===== PASSAGE GIVEN =====

Amazon is building the next important OS, and Google can't keep up
Google made a fundamental mistake by launching Google Home two years after Amazon Echo, says Ben Thompson of Stratechery. Amazon's Echo and its growing lineup of first-party hardware, including the Tap and Dot, are less significant to the company's future than Alexa itself, the voice-enabled operating system that seems to be growing in reach and intelligence more quickly than any other.
Thompson says that Alexa capitalized on the home automation trend at the perfect time, and because Alexa is not linked to any one piece of hardware, it can exist in as many rooms as a family can afford, without taking much away from the unassailable relationships we have with smartphones today.
That simplicity has allowed vendors from Sonos to LG to seamlessly integrate Alexa into their existing lineups.
That's the beauty of Alexa: it doesn't cost the vendors anything (or at least, very little) to integrate, and because all that's needed is a microphone, a speaker and a connection to the internet — Amazon itself does all the hard work in the cloud backend — it can scale beautifully. And as we've seen with products like the Echo Dot, Alexa is better the more places it's in.

===== SUPPLIED INFORMATION =====

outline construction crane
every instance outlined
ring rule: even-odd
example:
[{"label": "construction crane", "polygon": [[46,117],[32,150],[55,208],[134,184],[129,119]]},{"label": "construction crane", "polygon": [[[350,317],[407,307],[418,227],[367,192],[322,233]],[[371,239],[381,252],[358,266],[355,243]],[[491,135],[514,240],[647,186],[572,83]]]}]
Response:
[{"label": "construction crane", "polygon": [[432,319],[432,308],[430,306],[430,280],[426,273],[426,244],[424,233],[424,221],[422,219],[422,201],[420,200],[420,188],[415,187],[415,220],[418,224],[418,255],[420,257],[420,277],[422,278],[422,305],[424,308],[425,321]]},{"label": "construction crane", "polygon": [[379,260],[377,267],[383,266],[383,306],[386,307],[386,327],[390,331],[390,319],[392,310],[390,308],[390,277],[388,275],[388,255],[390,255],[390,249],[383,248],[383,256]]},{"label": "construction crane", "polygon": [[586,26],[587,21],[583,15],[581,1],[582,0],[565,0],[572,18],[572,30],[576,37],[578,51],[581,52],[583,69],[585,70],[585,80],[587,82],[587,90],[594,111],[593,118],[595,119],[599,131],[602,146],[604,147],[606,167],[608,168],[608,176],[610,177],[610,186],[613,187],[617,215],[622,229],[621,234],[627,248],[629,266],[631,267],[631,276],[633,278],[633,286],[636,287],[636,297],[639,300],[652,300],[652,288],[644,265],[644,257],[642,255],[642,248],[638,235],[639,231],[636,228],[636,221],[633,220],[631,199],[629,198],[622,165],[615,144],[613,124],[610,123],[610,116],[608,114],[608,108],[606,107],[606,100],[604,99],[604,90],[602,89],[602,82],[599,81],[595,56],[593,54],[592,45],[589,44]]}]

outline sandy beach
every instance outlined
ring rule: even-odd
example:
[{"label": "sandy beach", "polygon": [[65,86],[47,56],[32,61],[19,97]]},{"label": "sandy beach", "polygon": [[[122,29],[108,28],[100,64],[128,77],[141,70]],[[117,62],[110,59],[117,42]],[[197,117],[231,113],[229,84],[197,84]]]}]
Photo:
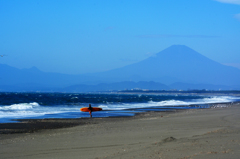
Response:
[{"label": "sandy beach", "polygon": [[240,104],[134,117],[0,124],[0,158],[240,157]]}]

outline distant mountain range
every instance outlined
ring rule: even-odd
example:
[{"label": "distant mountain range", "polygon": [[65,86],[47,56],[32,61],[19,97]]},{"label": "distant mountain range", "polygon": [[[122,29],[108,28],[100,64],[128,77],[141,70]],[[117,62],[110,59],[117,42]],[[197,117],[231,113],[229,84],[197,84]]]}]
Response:
[{"label": "distant mountain range", "polygon": [[[240,70],[184,45],[122,68],[84,75],[47,73],[0,64],[0,91],[91,92],[124,89],[240,89]],[[151,82],[150,82],[151,81]]]}]

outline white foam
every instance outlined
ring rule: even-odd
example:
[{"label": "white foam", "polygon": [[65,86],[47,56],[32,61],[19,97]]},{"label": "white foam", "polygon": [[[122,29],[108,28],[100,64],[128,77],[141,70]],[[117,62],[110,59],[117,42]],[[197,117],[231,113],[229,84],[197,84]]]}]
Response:
[{"label": "white foam", "polygon": [[33,103],[20,103],[20,104],[13,104],[10,106],[3,106],[0,107],[0,110],[24,110],[24,109],[32,109],[34,107],[38,107],[39,104],[36,102]]},{"label": "white foam", "polygon": [[213,96],[213,97],[208,97],[203,99],[194,99],[194,100],[187,100],[187,101],[180,101],[180,100],[166,100],[161,102],[149,101],[148,103],[106,104],[106,105],[99,105],[99,107],[105,110],[124,110],[129,108],[134,109],[134,108],[161,107],[161,106],[228,103],[228,102],[233,102],[235,100],[240,100],[240,97]]}]

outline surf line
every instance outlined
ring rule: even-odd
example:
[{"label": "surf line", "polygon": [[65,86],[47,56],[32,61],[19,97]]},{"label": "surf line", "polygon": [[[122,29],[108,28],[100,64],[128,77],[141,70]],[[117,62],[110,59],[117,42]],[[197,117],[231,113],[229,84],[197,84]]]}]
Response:
[{"label": "surf line", "polygon": [[90,118],[92,117],[92,112],[101,111],[101,110],[102,110],[102,108],[92,107],[91,104],[89,104],[88,107],[83,107],[80,109],[80,111],[82,111],[82,112],[89,112]]}]

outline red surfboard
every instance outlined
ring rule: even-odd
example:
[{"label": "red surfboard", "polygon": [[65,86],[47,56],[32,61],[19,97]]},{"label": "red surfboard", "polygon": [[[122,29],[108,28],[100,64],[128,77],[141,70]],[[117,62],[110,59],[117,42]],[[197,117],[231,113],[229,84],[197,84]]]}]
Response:
[{"label": "red surfboard", "polygon": [[[90,112],[90,109],[88,107],[81,108],[80,110],[82,112]],[[92,112],[101,111],[101,110],[102,110],[102,108],[92,107]]]}]

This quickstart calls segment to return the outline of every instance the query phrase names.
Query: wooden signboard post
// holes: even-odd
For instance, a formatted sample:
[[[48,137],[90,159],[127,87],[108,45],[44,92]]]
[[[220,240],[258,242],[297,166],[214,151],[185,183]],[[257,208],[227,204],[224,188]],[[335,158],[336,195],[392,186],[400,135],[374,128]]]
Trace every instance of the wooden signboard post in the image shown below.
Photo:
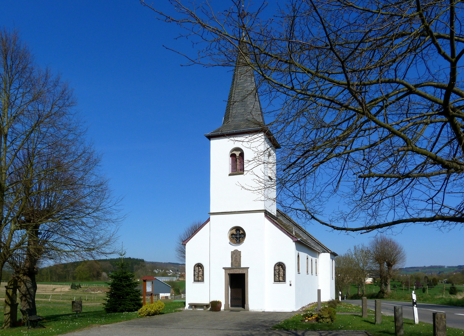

=====

▸ DESCRIPTION OF THE TASK
In the article on Amazon's Alexa, what three things does a device need for Alexa to work?

▸ REPLY
A microphone, a speaker and a connection to the internet.